** Start Text shown **

To mark the occasion, Patrick Faigenbaum sat down with his closest partner, Jean-François Chevrier, art historian and professor at the École Nationale Supérieure des Beaux-Arts in Paris, for a discussion that is as profound and intimate as his photographs.

Can we go back to the origins of your project?

Jean-François Chevrier: To keep things brief, I went to Calcutta where I met Shreyasi Chatterjee. I felt that it would be wonderful if Patrick could meet her and work with her on the city.

Patrick Faigenbaum: I first went to India in 1994, invited to take part in an exhibition in New Dehli. I was fascinated by the culture and the country in general.

JFC: Until then, Patrick had only photographed the western world — Europe and North America. For a while, we had been thinking  that it would be interesting for him to work in other parts of the world. Patrick’s photographic culture was mainly based on those two continents. He’s a big fan of Bob Dylan, of…

PF: And Paul Strand!

JFC: And Paul Strand. But it can turn out to be a bit of a trap. When you hit sixty, it’s your last chance to move out of your comfort zone.

PF: It is all about circumstances. There was a detour via Guadeloupe. I produced a portfolio of six images — as a tribute to Paul Strand in fact. Though it was never published or shown, but it was important to do it.

What about Shreyasi Chatterjee, the artist that became the starting point for your project? What struck a chord with you?

JFC: I saw her work before meeting her. Also, her persona is representative of the Indian middle class. When I met her in her home, I found the place just incredible. If I’d never gone there, I might not have recommended that you meet her, Patrick. She lives in a fascinating district. I know this guy – Patrick needs an anchor point, he can’t just wander aimlessly around town. He doesn’t drive. I thought that with Shreyasi, that building, that district, he would have a place from where to explore the city.

** End Text shown **

Task requirements:
• A. According to the interview, in what year did Patrick Faigenbaum first go to India?
• B. Reproduce the stretch of the interview from "Patrick Faigenbaum: I first" through "important to do it." word for word.
• C. Render this sentence from the interview in Spanish: "I was fascinated by the culture and the country in general."

** Start Records shown **

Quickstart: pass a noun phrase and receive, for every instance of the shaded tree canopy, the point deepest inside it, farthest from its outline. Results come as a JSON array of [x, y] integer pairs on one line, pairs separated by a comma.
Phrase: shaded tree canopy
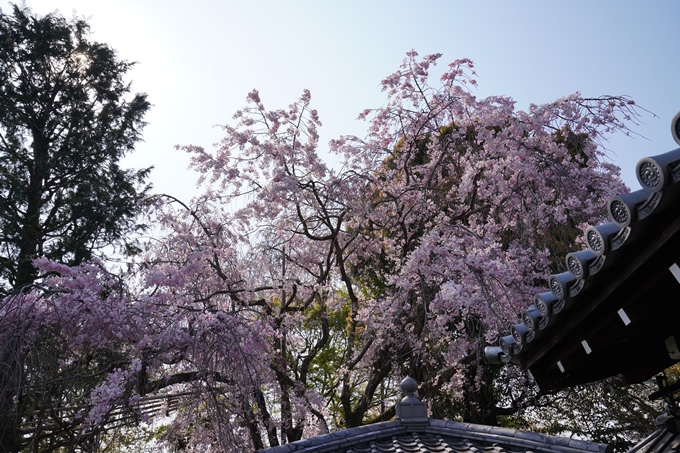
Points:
[[301, 309], [67, 117]]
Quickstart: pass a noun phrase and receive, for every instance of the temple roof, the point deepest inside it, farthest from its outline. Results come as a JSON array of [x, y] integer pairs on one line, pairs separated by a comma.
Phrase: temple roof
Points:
[[414, 432], [615, 310], [437, 436]]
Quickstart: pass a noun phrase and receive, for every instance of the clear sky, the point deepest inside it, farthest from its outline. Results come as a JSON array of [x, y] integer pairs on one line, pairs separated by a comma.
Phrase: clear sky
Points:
[[199, 59]]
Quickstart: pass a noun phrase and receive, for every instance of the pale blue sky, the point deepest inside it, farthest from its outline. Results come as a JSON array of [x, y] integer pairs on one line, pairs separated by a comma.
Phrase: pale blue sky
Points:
[[198, 60]]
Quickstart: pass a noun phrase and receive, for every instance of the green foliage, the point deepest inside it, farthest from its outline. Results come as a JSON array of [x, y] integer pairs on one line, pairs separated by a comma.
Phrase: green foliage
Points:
[[607, 411], [66, 120]]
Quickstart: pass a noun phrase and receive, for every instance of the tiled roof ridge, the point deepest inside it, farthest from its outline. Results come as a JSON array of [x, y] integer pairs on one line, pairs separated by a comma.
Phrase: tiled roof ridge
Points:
[[515, 437], [631, 215], [353, 437]]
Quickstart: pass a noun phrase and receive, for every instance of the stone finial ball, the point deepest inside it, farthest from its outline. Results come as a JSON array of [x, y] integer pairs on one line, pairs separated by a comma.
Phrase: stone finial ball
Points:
[[409, 386]]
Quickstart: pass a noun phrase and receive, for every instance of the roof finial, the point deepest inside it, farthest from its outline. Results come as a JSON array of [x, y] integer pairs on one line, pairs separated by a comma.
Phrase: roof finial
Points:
[[412, 411]]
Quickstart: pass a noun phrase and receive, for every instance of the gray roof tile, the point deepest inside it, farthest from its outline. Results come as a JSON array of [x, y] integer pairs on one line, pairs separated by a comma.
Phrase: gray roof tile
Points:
[[439, 436]]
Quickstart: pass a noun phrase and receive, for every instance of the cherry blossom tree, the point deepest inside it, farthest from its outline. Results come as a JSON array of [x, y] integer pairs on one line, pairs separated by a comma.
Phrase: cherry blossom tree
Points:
[[291, 296]]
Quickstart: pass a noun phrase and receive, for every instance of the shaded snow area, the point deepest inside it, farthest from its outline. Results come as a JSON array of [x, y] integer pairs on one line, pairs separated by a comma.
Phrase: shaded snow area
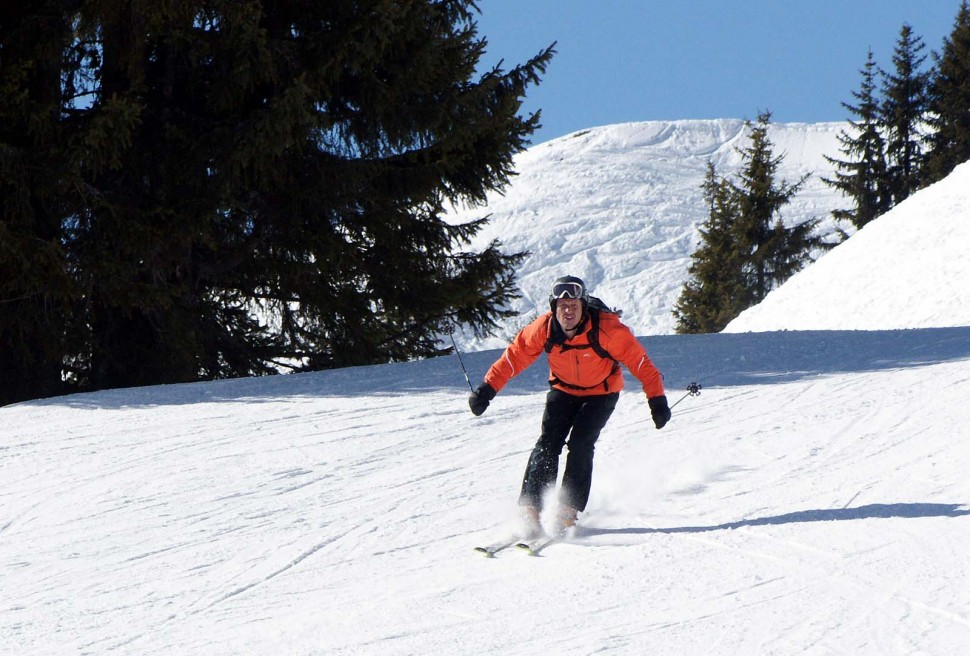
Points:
[[910, 268], [812, 500], [620, 205]]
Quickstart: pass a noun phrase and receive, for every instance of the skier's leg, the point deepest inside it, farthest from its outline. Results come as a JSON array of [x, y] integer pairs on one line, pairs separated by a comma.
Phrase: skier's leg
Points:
[[578, 476], [543, 467]]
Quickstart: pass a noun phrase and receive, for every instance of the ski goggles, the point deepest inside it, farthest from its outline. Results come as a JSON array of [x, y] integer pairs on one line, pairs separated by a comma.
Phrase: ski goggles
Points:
[[568, 290]]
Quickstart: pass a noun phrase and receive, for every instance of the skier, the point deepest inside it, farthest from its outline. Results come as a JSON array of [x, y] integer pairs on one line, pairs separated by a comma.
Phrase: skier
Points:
[[585, 343]]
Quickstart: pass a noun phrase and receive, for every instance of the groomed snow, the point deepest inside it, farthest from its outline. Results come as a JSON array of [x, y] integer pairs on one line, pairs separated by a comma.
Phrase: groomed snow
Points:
[[812, 500]]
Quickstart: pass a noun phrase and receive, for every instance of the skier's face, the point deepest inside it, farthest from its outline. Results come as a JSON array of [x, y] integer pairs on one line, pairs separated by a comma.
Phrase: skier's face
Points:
[[569, 311]]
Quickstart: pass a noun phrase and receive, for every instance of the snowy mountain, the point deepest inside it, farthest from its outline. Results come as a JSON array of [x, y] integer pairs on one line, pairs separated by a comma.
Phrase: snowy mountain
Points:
[[906, 269], [812, 500], [619, 206]]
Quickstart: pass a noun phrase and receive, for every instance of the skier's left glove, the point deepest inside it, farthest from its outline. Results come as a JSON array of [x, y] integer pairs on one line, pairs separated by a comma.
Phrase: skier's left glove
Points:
[[479, 399], [659, 411]]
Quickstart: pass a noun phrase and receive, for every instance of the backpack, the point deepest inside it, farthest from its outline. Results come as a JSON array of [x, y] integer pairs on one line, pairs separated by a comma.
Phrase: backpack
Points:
[[595, 307]]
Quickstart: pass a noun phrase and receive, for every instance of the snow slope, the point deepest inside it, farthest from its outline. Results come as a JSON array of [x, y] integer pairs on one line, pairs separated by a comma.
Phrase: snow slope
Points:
[[619, 206], [906, 269], [812, 500]]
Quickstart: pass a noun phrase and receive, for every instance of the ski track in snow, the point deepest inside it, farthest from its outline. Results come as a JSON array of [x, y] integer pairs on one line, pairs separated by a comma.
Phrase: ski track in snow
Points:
[[812, 500]]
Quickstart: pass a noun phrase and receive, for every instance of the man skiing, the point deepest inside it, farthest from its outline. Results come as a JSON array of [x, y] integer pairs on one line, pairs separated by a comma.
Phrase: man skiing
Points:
[[585, 346]]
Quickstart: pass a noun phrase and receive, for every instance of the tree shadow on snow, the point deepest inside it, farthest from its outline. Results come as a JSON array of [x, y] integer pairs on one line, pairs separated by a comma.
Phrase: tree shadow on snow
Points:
[[872, 511]]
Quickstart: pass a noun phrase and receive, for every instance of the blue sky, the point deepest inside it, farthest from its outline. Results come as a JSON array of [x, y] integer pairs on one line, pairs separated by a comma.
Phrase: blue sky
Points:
[[640, 60]]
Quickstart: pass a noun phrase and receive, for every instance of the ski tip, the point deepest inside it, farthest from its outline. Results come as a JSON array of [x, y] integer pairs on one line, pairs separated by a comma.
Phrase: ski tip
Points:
[[527, 549]]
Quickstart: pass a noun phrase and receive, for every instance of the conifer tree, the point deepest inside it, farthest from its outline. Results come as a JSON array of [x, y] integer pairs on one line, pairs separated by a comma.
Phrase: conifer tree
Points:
[[949, 101], [771, 252], [35, 288], [715, 292], [252, 186], [861, 176], [902, 114], [746, 250]]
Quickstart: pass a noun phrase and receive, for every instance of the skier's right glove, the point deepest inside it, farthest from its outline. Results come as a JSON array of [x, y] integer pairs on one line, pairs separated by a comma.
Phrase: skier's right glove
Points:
[[479, 399], [659, 411]]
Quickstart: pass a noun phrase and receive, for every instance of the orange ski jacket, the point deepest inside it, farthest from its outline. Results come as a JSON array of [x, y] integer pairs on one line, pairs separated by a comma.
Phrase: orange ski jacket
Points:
[[577, 369]]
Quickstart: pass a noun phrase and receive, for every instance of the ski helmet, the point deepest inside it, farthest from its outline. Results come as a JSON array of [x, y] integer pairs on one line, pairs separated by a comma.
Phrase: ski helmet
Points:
[[568, 287]]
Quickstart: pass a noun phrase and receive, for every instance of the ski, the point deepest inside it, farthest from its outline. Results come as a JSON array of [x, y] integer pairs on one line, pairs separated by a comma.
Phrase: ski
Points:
[[490, 550]]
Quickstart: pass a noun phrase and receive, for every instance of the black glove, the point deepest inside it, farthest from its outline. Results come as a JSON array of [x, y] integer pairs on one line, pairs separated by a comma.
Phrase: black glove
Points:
[[659, 411], [479, 399]]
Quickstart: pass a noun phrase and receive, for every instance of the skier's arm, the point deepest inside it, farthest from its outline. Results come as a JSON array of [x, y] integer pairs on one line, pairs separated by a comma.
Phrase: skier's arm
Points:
[[522, 352]]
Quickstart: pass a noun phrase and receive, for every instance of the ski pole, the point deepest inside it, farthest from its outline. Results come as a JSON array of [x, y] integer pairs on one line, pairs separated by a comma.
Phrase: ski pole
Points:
[[692, 390], [451, 333]]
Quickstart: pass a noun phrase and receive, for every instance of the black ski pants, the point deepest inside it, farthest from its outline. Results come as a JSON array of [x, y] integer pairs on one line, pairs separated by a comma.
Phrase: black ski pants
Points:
[[580, 418]]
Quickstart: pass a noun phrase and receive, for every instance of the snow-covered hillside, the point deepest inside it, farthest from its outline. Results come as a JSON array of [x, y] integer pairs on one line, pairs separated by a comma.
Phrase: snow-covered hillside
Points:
[[814, 499], [906, 269], [619, 206]]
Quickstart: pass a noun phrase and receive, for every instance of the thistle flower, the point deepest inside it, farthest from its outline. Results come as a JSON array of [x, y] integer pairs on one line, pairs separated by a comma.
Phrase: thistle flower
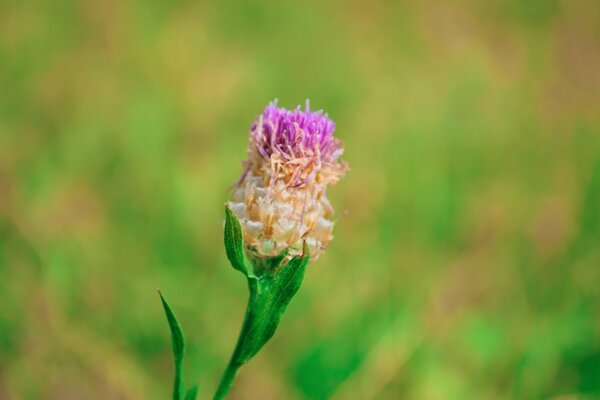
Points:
[[281, 198]]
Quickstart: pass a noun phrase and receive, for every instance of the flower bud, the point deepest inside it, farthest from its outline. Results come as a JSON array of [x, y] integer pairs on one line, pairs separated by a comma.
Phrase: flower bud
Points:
[[281, 198]]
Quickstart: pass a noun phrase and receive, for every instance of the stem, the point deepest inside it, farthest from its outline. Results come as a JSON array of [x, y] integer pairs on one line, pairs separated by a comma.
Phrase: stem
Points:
[[236, 360], [227, 380]]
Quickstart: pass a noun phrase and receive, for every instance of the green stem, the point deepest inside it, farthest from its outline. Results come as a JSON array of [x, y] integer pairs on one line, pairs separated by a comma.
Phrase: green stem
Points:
[[236, 360]]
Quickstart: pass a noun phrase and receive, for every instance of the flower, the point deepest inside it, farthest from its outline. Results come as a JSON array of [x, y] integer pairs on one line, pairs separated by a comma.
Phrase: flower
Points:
[[281, 199]]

** End Records shown **

Expected responses:
• A. 1994

• B.
Patrick Faigenbaum: I first went to India in 1994, invited to take part in an exhibition in New Dehli. I was fascinated by the culture and the country in general.

JFC: Until then, Patrick had only photographed the western world — Europe and North America. For a while, we had been thinking  that it would be interesting for him to work in other parts of the world. Patrick’s photographic culture was mainly based on those two continents. He’s a big fan of Bob Dylan, of…

PF: And Paul Strand!

JFC: And Paul Strand. But it can turn out to be a bit of a trap. When you hit sixty, it’s your last chance to move out of your comfort zone.

PF: It is all about circumstances. There was a detour via Guadeloupe. I produced a portfolio of six images — as a tribute to Paul Strand in fact. Though it was never published or shown, but it was important to do it.

• C. Me fascinaron la cultura y el país en general.